(Entries from a point annotation set)
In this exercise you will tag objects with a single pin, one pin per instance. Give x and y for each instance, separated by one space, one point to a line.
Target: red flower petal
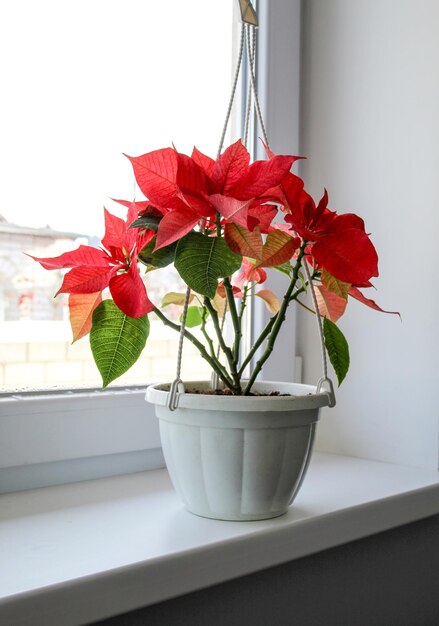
356 293
115 230
233 210
129 293
81 307
175 225
84 255
230 167
349 255
86 279
156 175
261 176
206 163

[Short exercise]
Please copy every line of these rows word for word, leaving out the pictures.

[Expected output]
In this exercise you will tag objects with a single pin, one pin per instance. Give x and y for each instance, separated by one space, one point to a line.
Target: red flower petal
356 293
115 230
233 210
129 293
81 307
175 225
84 255
230 167
349 255
86 279
156 175
261 176
206 163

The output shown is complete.